→ **DIRECTION**
Reproduce exactly the lines from the line containing "sweater on this basis." through the end of the records below, including both ends, and nothing else.
________________________
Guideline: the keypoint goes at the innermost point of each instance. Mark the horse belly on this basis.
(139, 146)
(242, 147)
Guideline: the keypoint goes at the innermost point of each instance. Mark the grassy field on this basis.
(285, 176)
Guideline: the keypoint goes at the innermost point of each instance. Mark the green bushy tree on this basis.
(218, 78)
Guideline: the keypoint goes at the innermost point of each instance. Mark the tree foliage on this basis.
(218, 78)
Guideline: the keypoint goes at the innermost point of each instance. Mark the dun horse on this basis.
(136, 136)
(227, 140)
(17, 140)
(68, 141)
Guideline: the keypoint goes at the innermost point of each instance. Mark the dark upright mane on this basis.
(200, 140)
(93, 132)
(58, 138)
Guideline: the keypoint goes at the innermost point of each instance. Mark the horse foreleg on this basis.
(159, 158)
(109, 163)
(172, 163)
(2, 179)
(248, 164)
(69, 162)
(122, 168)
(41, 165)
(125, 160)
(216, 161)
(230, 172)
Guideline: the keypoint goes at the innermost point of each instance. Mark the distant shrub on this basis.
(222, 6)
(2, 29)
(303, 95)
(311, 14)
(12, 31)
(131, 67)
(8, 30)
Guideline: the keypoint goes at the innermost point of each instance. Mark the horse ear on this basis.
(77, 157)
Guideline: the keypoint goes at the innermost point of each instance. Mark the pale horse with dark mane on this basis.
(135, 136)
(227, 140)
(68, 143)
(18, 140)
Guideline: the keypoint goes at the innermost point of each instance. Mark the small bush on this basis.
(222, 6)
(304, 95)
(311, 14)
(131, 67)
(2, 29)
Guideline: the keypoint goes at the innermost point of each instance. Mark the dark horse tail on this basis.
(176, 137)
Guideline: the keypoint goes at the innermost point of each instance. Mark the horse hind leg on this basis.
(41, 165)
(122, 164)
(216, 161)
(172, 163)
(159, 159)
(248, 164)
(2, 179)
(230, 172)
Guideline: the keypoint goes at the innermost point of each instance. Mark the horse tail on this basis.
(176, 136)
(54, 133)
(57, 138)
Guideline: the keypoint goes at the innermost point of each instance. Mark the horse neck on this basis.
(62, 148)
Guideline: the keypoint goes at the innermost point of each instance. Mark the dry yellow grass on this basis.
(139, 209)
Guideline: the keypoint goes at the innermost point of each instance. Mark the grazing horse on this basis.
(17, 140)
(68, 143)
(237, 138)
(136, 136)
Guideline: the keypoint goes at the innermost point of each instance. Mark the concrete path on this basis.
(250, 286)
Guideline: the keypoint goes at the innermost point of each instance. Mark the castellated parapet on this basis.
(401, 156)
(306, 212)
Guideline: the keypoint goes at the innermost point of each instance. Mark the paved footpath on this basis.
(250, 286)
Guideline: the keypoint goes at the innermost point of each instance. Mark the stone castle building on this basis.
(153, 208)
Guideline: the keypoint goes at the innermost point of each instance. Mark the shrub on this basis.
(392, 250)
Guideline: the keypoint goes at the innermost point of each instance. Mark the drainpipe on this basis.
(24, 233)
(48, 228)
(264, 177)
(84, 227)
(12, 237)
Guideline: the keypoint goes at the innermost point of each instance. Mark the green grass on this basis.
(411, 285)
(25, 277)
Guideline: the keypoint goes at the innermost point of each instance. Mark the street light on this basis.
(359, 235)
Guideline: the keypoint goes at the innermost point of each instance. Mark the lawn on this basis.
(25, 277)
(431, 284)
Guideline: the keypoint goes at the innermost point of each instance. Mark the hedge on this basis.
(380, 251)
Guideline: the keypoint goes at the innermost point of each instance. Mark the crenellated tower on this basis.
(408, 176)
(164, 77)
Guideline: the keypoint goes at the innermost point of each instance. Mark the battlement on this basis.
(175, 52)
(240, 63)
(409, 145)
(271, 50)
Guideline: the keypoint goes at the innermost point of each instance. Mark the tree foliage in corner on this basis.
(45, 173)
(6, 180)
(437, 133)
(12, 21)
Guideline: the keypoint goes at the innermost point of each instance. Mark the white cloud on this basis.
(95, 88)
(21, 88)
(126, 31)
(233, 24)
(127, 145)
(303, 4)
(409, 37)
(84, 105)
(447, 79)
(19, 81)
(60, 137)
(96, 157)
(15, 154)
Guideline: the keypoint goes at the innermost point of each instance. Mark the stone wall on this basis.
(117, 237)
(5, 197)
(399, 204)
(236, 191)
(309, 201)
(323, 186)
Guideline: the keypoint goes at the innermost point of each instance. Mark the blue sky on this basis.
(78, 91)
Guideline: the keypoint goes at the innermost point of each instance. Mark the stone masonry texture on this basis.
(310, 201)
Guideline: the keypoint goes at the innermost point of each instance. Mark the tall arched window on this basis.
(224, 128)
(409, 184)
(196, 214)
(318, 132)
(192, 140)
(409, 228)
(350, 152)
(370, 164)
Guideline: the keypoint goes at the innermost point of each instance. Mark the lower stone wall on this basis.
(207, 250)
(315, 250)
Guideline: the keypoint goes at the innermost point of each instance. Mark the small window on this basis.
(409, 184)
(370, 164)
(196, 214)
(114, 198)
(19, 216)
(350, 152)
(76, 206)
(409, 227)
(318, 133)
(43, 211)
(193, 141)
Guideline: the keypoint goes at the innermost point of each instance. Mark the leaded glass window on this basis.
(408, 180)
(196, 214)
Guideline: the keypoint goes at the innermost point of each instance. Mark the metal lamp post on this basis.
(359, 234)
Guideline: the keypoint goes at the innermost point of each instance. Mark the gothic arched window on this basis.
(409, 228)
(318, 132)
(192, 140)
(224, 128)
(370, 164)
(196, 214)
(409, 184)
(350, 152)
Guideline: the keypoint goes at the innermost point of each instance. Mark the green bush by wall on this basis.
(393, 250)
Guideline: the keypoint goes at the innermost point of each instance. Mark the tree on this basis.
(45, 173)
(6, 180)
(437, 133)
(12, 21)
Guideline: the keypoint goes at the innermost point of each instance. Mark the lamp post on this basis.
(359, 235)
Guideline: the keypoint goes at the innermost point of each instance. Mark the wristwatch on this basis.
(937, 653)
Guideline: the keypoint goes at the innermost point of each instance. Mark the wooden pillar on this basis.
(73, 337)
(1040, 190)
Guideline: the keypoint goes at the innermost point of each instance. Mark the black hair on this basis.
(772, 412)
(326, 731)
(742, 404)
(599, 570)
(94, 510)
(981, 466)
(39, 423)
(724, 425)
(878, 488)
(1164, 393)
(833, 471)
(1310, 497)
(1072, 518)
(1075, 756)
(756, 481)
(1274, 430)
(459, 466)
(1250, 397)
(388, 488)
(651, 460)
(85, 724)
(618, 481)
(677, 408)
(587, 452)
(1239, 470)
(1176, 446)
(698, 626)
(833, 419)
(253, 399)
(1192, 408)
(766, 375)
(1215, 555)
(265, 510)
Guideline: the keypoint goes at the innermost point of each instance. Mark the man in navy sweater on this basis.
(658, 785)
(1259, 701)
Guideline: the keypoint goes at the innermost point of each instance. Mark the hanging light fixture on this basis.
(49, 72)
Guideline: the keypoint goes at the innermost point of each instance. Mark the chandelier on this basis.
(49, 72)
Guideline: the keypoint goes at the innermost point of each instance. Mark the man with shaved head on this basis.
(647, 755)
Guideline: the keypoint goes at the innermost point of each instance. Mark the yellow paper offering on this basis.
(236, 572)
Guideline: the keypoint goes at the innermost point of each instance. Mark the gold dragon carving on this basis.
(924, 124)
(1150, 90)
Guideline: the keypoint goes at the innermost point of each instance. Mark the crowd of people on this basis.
________________________
→ **THE REPLY**
Guideline: the keypoint goes at the innermost point of each instance. Mark the man in navy sweater on this basis.
(658, 785)
(1259, 701)
Guideline: the keypoint goes at the innermost point of each instance. Mark the hanging light fixture on this basis.
(49, 72)
Guideline: the keypoint goes at the innermost point of each instance. Mark the chandelier on this basis.
(49, 72)
Guideline: the keypoint goes at the innermost point of each instance. Mark the man with shaved head on this basis.
(647, 755)
Guideline: the keypoint goes at the innermost point of each instance. Mark the yellow paper offering on this basis.
(236, 572)
Guideline: the keypoint goes at the innermost point of each instance. Mark the gold dragon carving on this basis.
(924, 124)
(1150, 90)
Guideline: the keypoint goes at the innermost point of each instance. Mark the crowd of people on this basis.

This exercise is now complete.